* Requirement: Reproduce the rows below verbatim, from the first line through the line containing "[[86, 455]]", both ends included. Leave out the pictures.

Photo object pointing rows
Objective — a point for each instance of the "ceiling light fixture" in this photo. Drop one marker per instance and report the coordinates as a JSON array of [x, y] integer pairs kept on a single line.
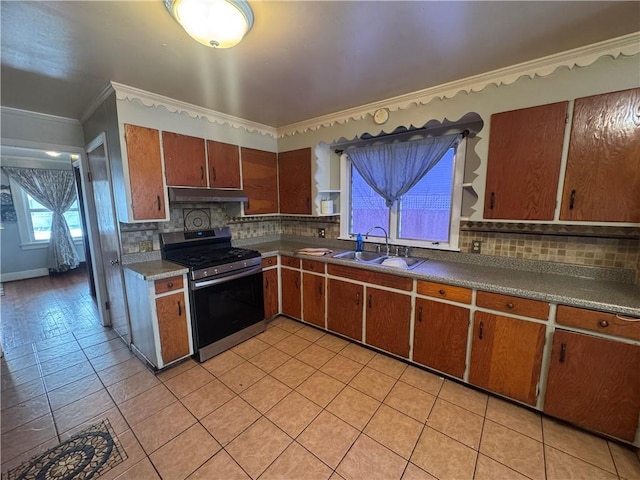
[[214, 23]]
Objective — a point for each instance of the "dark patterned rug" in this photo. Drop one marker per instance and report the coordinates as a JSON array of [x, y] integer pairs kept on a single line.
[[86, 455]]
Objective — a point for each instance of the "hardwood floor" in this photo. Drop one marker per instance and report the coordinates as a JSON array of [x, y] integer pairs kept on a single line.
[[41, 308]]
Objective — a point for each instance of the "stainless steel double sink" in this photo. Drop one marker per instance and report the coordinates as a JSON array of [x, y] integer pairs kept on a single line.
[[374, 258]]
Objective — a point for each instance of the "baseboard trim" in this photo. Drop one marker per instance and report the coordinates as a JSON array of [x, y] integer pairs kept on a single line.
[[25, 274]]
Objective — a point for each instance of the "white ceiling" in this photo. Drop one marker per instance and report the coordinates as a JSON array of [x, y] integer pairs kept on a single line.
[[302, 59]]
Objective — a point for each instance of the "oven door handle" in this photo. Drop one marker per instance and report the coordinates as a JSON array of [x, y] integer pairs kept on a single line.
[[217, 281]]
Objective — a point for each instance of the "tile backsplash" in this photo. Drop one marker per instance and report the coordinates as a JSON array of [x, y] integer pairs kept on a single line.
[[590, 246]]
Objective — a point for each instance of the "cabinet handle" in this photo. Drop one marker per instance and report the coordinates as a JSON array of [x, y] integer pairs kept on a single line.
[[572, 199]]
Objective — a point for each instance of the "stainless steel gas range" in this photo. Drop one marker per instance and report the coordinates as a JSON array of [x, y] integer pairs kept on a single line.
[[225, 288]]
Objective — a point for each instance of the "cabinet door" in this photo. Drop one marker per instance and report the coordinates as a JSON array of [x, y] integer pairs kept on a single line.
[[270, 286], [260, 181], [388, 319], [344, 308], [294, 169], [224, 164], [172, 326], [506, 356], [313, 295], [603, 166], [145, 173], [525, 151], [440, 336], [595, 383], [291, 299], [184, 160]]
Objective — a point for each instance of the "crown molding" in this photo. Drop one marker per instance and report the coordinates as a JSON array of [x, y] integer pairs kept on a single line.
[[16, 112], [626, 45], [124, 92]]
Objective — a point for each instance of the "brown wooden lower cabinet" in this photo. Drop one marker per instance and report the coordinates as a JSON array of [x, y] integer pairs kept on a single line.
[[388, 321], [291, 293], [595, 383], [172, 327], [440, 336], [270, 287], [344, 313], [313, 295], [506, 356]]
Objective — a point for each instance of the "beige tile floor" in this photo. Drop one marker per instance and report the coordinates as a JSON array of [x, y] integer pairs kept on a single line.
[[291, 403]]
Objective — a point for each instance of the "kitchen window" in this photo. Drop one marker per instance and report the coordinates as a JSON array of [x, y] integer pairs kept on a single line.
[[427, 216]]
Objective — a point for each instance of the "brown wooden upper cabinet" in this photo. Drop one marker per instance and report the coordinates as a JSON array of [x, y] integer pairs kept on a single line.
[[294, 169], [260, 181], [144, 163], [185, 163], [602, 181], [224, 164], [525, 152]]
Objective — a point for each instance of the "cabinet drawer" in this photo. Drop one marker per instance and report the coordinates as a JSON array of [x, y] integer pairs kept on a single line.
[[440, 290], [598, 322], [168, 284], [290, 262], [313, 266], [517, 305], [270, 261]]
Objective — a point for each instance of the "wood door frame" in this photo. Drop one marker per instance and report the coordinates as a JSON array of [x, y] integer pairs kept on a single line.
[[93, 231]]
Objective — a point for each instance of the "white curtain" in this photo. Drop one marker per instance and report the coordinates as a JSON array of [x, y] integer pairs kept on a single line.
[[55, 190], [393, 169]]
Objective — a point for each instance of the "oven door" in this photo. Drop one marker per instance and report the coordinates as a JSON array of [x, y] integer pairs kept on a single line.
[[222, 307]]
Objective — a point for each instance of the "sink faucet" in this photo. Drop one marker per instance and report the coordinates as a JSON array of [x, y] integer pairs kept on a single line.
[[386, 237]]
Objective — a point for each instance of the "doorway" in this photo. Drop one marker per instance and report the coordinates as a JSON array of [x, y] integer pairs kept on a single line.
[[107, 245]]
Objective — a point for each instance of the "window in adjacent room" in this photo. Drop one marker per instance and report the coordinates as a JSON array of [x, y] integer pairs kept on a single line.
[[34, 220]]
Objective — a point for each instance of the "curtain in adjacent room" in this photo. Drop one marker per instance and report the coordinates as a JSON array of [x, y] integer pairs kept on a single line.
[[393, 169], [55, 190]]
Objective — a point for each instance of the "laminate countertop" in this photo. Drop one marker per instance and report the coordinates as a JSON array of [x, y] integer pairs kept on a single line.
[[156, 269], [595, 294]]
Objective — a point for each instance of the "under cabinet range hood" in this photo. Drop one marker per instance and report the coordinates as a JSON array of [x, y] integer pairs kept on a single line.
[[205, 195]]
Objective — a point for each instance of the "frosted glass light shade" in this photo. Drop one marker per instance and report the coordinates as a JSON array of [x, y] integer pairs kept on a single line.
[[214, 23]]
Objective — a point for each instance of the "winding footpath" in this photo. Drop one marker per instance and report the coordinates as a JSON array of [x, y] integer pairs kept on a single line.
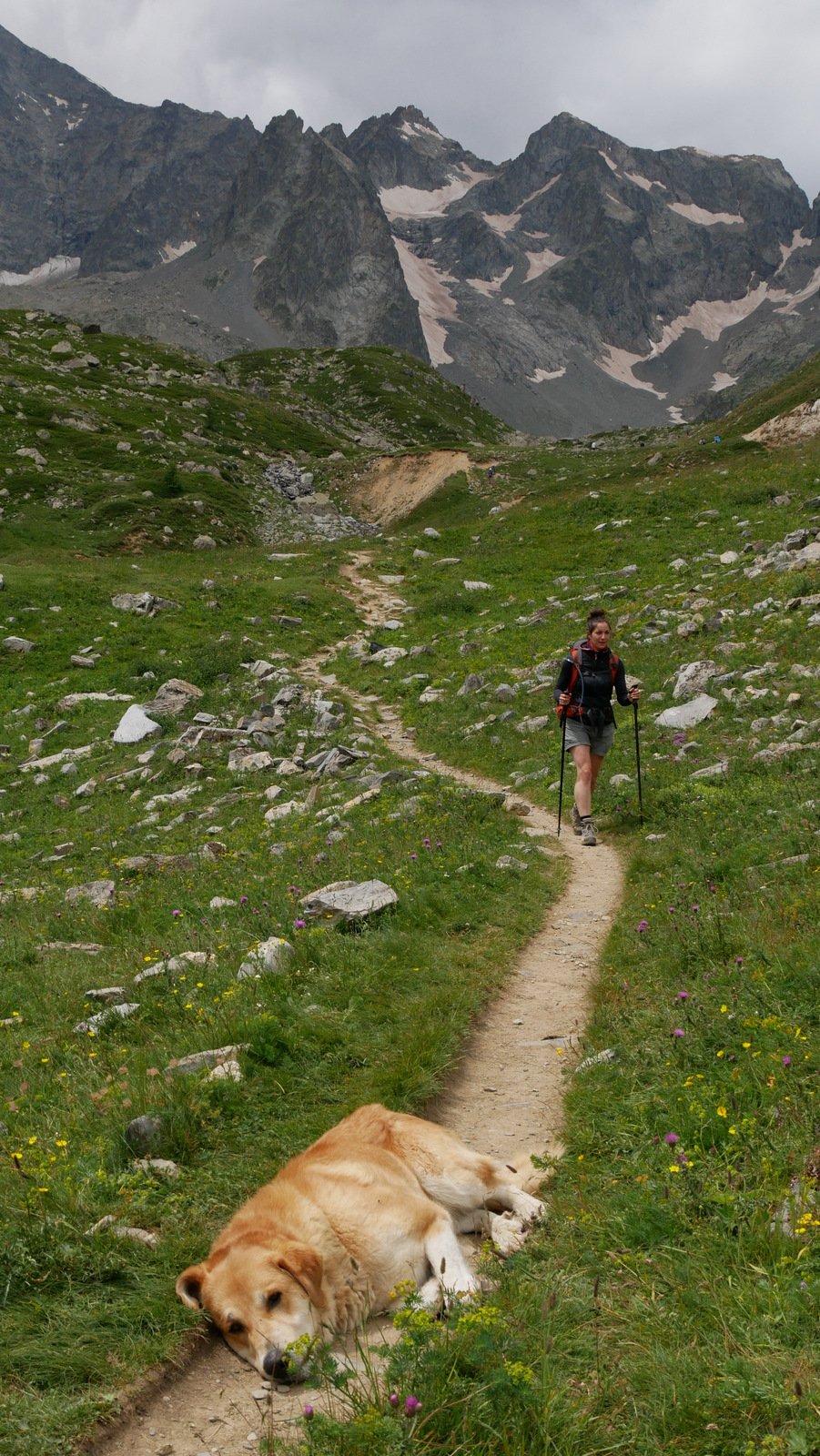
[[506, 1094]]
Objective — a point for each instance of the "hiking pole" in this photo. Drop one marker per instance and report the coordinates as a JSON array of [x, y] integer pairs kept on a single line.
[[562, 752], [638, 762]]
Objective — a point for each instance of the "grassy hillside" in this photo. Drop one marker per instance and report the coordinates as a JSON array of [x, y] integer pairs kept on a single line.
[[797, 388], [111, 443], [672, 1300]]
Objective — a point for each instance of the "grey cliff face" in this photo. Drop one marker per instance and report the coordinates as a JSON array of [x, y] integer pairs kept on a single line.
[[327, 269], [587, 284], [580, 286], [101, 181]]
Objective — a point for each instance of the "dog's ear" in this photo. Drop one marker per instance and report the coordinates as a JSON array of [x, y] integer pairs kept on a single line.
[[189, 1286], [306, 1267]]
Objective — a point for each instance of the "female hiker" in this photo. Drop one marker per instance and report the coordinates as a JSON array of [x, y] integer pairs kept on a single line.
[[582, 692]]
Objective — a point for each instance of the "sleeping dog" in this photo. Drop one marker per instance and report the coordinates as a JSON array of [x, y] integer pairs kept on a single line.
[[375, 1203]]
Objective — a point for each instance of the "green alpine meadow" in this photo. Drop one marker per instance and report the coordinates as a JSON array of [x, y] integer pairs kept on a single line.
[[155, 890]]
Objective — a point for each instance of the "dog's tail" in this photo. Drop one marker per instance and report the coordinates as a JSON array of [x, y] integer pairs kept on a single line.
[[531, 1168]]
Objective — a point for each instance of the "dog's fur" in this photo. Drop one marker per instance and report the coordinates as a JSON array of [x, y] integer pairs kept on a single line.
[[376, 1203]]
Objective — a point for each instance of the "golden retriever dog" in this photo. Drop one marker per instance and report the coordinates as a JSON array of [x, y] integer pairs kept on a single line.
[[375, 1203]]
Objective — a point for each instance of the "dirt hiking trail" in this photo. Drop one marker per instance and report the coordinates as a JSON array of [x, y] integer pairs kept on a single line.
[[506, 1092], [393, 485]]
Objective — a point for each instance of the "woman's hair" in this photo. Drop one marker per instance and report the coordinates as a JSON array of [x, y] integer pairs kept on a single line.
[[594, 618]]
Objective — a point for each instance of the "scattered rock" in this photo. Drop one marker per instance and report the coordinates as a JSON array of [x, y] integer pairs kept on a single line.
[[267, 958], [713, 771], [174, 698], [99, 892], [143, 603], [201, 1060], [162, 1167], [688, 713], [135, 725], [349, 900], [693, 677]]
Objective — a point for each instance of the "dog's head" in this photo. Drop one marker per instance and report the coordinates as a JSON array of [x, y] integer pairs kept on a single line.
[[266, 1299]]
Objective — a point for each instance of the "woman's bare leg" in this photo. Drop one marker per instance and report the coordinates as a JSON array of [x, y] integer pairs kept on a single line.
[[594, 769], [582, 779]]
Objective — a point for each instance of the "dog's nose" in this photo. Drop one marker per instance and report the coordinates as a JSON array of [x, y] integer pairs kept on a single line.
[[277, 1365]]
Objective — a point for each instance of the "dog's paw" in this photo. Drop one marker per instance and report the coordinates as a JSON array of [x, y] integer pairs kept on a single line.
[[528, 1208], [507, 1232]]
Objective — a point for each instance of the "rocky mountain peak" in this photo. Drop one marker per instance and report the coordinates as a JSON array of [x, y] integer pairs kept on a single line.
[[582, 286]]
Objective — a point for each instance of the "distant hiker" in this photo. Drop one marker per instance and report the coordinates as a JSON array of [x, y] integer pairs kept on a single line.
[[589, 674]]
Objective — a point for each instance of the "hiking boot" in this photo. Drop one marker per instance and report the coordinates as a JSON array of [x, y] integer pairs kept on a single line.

* Exercise solution:
Objective — a point for each instance of the "ceiling light fixture" in this photo. Drop one marker per instance and report the coordinates as a JSON array of [x, y] integer pairs kept on a single line.
[[214, 23]]
Objective — a point for each instance of the "dark patterned rug" in this photo. Drop one marker per instance and report the coordinates as a JSON array of [x, y] integer pairs kept on a single line.
[[86, 455]]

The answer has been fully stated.